# Actions to take
1. In the micro-credentials discussion, which badging system is used for the Northstar badges?
2. Extend the micro-credentials discussion past its final sentence.

# Text

Recently, CLASP along with the Lumina Foundation and more than 40 other organizations, started a dialogue on how to transform our diverse education and workforce credentialing system into one that is more student-centered.  In support of creating a space for this dialogue, CLASP has created a resource page, "Connecting Credentials to Improve Economic Mobility", which provides information to help understand credentialing in the context of career pathways, and the goal of creating a more interconnected credentialing system to improve economic mobility.

I look forward to learning more from Judy, the other panelists, and each of you, as we begin exploring micro-credentials.

Best,

Mike  

How did you get interested in micro-credentials?

My interest and work with micro-credentials has been specifically with digital badging and my work in support of the Northstar Digital Literacy Assessment. I initiated the integration of badging into Northstar. I was drawn to badging because of the potential for learners to have the means by which they can "prove" their skills, skills earned through either formal or informal learning.  We initially decided to try  it out because our learners kept losing the paper certificates earned after having passed an assessment and, due to the structure of Northstar, we needed an easier means by which learners could keep track of the assessments they had passed.

Tell us about your experience with micro-credentials, for example developing micro-credentials or using them with adult learners.

The Northstar assessments are offered in either proctored/secure environments or on an open website. We have allowed for badges to be issued in both. The badges are differentiated so that any employer can easily see in which environment the badge was earned.  In our proctored sites we have issued nearly 1000 badges in 12 months (approximately 23,000 assessments passed in that period). In our open site, just over 2500 badges have been claimed since badging became available in April of this year. Note that the learner has to claim the badge in order for it to be issued. Simply passing the assessment will not result in our issuing a badge. We use the Mozilla open-badges system for the work.

What do you see as the potential of micro-credentials (e.g. digital badges) for our field? For example, do you think they are a good solution for recognizing learner progress at the lowest literacy levels? Do you like them as small increments of learning that stack up to recognized credentials? Do you think they will appeal to employers, for example as measures of work-related basic skills or “soft skills”?

In light of Judy's comments in the previous post, I think that badges are ideally situated to prove incremental skills - skills that employers or post secondary institutions may value but which are otherwise difficult to document. They may also be useful for motivating learners. Watching badges pile up in a badge backpack (here's an example of one) can be a thrill.  Additionally, because it is a digital representation of skills, a badge collection can be easily included in a LinkedIn profile or in an emailed resume or cover letter. 

What do you think is required for micro-credentials to succeed in adult basic education and career pathways programs?

I think that educators need to just start using them!  We're in sort of a chicken and egg situation here and the more often employers see badges associated with qualified potential employees, the more they will begin looking for badges.  

Looking forward to reading about what you all are doing with badges!

 

Jen Vanek

 

Jen,

Thanks for sharing your knowledge and perspective on micro-credentials.  I think your comment about "the more often employers see badges associated with qualified potential employees, the more they will begin looking for badges", is true.

# Entries
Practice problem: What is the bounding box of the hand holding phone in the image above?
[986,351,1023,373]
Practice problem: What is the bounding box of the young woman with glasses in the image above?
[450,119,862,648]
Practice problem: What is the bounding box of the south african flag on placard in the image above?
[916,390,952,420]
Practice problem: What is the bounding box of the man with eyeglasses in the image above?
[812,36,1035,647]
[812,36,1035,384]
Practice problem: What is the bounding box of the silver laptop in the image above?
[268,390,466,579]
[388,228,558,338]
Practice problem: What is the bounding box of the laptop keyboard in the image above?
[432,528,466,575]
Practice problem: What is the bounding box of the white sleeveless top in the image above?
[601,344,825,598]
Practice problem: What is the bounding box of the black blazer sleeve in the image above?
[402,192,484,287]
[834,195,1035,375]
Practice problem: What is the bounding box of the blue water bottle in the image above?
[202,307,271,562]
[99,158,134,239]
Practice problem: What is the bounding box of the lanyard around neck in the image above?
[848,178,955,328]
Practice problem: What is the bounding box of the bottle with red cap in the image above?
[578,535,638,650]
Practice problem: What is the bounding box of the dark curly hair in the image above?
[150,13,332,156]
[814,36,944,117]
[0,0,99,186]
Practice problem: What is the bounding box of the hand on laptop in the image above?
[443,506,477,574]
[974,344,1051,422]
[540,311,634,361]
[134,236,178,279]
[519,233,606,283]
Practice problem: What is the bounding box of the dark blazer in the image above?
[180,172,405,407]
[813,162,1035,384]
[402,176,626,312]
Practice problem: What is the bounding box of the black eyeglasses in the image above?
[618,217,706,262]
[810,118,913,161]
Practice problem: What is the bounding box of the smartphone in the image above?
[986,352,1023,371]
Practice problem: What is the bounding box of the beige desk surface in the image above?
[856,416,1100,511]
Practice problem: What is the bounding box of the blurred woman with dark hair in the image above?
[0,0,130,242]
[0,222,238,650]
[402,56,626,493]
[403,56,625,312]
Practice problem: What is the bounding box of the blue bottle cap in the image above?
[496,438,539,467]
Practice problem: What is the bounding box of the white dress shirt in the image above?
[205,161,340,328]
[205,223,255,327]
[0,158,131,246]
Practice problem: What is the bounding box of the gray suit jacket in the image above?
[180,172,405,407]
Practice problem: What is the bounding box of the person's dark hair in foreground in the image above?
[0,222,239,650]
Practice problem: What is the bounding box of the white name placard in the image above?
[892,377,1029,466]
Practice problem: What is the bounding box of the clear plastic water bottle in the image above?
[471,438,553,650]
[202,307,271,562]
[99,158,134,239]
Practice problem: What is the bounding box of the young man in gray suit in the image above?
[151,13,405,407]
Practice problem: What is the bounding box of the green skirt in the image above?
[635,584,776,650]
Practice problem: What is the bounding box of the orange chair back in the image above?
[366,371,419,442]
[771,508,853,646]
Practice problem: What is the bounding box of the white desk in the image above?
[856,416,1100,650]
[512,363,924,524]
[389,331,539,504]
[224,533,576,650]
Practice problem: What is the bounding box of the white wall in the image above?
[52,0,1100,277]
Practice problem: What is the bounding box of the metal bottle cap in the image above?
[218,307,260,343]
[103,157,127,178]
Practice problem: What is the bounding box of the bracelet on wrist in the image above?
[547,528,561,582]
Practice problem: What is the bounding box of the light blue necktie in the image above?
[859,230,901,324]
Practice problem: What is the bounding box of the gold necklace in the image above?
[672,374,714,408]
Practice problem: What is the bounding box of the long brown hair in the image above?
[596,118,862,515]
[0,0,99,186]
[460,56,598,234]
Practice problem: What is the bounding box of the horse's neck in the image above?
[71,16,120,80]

# Answers to the tasks
1. The Mozilla open-badges system.

2.
I recently read an article about several U.S. universities joining with the American National Standards Institute (ANSI) to build a credential registry that will work to "increase the transparency and value of industry credentials..." The registry "will allow users to easily compare the quality and value of workforce credentials, such as college degrees and industry certifications, using a Web-based system with information provided directly by the institutions issuing the credentials", according to the press release.  You can read the project announcement on the ANSI website, and see the project work plan through the end of 2015.

Best,

Mike

 

 

 

Jen, and others (read through my post to the last paragraph to see who),

Jen wrote: "I think that badges are ideally situated to prove incremental skills - skills that employers or post secondary institutions may value but which are otherwise difficult to document. They may also be useful for motivating learners. Watching badges pile up in a badge backpack (here's an example of one) can be a thrill.  Additionally, because it is a digital representation of skills, a badge collection can be easily included in a LinkedIn profile or in an emailed resume or cover letter."

I often hear practitioners complain that the Adult Basic Education National Reporting System (NRS) beginning levels for literacy are not fine-grained, and that it often takes more than a year to see achievement of a level gain at these very basic levels. I also hear teachers say how important it is to build in easy ways to recognize small learning gains. I am wondering if you -- and if others in this discussion -- think that digital badges offer a good solution to these problems.

Jen, thanks for the useful information that it is easy to include a badge collection in a LinkedIn profile. Do you mean include a link to a badge backpack page?

In response to my questions about what is needed for micro-credentials to succeed in adult basic education and career pathways Jen wrote:"...educators need to just start using them!  We're in sort of a chicken and egg situation here and the more often employers see badges associated with qualified potential employees, the more they will begin looking for badges."   WIOA calls for partnerships of all kind. I wonder if you, Judy Mortrude , Jeff Carter, Carla Casilli (with Badge Alliance) and others here see potential for badge partnerships to address this chicken and egg problem. If so, please share your ideas about how state and local adult education program administrators, community colleges, occupational training programs, career centers, employers and employer associations,  and perhaps libraries could successfully build these partnerships.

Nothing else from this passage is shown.